TASK: Print verbatim every line starting at the one that contains "[locate] metal railing" and ending at the final line of the records; include both endpoints.

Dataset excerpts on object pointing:
•••

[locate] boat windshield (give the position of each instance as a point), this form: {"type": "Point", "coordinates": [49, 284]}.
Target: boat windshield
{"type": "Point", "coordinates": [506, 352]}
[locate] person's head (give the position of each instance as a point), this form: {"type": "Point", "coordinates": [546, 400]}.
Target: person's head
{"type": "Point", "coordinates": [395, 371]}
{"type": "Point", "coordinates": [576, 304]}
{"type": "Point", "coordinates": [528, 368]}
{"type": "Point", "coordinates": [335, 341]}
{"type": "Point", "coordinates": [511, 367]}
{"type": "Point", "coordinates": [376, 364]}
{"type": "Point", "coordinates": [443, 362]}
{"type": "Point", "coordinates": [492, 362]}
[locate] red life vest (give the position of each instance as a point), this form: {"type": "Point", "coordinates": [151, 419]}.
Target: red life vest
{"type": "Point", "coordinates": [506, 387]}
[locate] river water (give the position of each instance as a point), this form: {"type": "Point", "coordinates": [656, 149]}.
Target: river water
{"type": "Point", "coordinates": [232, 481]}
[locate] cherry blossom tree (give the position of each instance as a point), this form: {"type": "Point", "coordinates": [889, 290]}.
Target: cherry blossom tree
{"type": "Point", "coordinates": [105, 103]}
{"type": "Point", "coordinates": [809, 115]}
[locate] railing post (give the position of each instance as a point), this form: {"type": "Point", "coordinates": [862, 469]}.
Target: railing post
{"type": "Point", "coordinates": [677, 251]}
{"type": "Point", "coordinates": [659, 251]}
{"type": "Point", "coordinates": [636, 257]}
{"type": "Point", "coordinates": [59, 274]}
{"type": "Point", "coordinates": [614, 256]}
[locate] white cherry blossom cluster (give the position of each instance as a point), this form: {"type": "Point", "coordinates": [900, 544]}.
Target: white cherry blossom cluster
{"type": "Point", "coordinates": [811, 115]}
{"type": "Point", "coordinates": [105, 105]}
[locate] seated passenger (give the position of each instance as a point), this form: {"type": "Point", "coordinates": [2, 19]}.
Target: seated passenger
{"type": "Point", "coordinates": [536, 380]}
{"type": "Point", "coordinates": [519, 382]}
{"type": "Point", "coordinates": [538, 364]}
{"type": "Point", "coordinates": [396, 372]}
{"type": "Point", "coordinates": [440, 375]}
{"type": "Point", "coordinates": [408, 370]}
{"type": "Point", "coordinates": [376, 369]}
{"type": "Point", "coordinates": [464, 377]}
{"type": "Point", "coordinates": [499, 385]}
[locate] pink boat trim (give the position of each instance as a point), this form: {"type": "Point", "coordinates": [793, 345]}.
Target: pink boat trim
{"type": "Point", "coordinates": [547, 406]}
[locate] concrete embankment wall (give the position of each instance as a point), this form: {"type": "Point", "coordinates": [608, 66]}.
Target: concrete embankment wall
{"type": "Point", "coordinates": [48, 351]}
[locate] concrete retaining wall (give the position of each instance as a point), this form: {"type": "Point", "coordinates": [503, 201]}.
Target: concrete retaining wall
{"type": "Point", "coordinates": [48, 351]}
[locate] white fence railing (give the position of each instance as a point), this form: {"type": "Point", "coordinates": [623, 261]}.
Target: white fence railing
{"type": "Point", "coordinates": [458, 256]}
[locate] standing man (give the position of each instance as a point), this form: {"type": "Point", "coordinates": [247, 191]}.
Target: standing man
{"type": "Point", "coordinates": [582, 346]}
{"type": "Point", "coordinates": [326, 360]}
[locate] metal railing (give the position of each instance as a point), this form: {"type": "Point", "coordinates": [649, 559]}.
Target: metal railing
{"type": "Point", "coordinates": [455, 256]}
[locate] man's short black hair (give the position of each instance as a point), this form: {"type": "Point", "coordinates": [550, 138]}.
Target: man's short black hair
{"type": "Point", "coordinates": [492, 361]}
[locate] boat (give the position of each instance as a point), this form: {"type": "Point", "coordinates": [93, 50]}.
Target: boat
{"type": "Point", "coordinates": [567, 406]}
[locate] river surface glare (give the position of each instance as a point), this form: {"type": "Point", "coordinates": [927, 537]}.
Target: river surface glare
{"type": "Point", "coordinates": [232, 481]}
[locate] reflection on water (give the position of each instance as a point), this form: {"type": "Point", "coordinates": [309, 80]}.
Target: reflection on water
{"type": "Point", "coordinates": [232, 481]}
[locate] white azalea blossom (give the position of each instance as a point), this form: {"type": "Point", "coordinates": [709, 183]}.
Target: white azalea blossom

•••

TASK SOLUTION:
[locate] metal railing (give the position of each instance as a point), this form: {"type": "Point", "coordinates": [649, 559]}.
Target: metal railing
{"type": "Point", "coordinates": [455, 256]}
[locate] man's short black hair (give the position of each instance as a point), this form: {"type": "Point", "coordinates": [550, 138]}.
Target: man's short black hair
{"type": "Point", "coordinates": [492, 361]}
[locate] boat (give the position of each instance as a point), this form: {"type": "Point", "coordinates": [93, 50]}.
Target: boat
{"type": "Point", "coordinates": [567, 406]}
[locate] river surface glare (give the position of each instance as a point), this form: {"type": "Point", "coordinates": [927, 537]}.
Target: river surface glare
{"type": "Point", "coordinates": [232, 481]}
[locate] reflection on water (give the position of each instance as a point), this form: {"type": "Point", "coordinates": [309, 80]}.
Target: reflection on water
{"type": "Point", "coordinates": [232, 481]}
[locate] white azalea blossom (give the position of each instance as a point), this form: {"type": "Point", "coordinates": [709, 183]}.
Target: white azalea blossom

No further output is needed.